- **EXTRAIT DU TEXTE**:
Dimanche 3 novembre, le roi d’Espagne Felipe VI et la reine Letizia, accompagnés du Premier ministre Pedro Sánchez (Parti socialiste, PSOE) et du président de la Généralité valencienne Carlos Mazón (Parti populaire, PP), se sont rendus sur les lieux les plus gravement touchés par les inondations ayant débuté le 29 octobre à Paiporta et Chiva, dans la province de Valence.

Dans une image inhabituelle, les monarques ont dû être escortés et couverts par des parapluies par l’équipe de sécurité qui les accompagnait lors d’une visite chaotique à Paiporta, point zéro de l’ouragan le plus destructeur depuis un siècle à Valence, qui a fait à ce jour plus de 200 morts. Des centaines de personnes sont toujours portées disparues. 

  • Un parking de la périphérie de Valence comportant plusieurs niveaux souterrains est complètement sous les eaux. 
  • Dans la province de Valence, il est tombé jusqu’à 500 litres d’eau par mètre carré en 24 heures. Dans les villes les plus touchées, il a plu davantage entre le 29 et le 30 octobre qu’au cours d’une année.

- **DONNÉES À EXAMINER**:
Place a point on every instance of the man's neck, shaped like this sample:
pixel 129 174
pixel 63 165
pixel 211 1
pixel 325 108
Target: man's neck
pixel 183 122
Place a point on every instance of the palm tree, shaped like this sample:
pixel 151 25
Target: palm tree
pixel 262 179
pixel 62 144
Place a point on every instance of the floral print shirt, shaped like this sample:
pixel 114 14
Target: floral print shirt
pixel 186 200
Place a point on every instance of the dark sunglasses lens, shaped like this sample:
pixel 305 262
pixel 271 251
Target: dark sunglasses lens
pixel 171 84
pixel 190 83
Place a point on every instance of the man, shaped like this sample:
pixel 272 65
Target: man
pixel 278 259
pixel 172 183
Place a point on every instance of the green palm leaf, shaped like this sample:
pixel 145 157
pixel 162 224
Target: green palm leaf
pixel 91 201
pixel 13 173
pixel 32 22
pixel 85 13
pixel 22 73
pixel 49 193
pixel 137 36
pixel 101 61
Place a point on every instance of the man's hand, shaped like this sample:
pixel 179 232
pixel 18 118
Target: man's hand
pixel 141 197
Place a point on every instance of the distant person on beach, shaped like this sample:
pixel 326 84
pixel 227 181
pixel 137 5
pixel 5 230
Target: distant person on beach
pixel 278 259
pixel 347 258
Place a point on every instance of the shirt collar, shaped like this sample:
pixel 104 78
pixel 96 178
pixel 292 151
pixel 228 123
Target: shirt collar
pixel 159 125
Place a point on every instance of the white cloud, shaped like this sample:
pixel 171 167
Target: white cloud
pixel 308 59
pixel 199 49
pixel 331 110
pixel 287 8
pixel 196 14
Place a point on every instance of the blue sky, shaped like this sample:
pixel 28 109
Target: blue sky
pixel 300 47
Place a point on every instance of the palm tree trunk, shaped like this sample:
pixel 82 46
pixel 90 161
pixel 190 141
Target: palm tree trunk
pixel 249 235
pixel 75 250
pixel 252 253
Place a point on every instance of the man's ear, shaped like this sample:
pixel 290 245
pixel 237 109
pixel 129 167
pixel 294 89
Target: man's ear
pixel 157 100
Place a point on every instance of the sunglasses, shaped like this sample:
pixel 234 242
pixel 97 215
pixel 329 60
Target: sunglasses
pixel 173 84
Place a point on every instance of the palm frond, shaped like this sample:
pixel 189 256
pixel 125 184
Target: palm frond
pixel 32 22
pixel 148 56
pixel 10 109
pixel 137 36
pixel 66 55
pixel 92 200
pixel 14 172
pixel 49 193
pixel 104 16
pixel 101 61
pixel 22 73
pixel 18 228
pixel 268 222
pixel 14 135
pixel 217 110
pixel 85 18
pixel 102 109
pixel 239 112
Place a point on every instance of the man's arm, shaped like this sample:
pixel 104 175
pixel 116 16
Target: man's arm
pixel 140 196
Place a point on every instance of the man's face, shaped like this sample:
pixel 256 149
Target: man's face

- **CONSIGNES À SUIVRE**: Recopiez mot pour mot l'intégralité du texte sur les inondations de Valence.

- **CORRIGÉ DE L'EXERCICE**:
Dimanche 3 novembre, le roi d’Espagne Felipe VI et la reine Letizia, accompagnés du Premier ministre Pedro Sánchez (Parti socialiste, PSOE) et du président de la Généralité valencienne Carlos Mazón (Parti populaire, PP), se sont rendus sur les lieux les plus gravement touchés par les inondations ayant débuté le 29 octobre à Paiporta et Chiva, dans la province de Valence.

Dans une image inhabituelle, les monarques ont dû être escortés et couverts par des parapluies par l’équipe de sécurité qui les accompagnait lors d’une visite chaotique à Paiporta, point zéro de l’ouragan le plus destructeur depuis un siècle à Valence, qui a fait à ce jour plus de 200 morts. Des centaines de personnes sont toujours portées disparues. 

  • Un parking de la périphérie de Valence comportant plusieurs niveaux souterrains est complètement sous les eaux. 
  • Dans la province de Valence, il est tombé jusqu’à 500 litres d’eau par mètre carré en 24 heures. Dans les villes les plus touchées, il a plu davantage entre le 29 et le 30 octobre qu’au cours d’une année.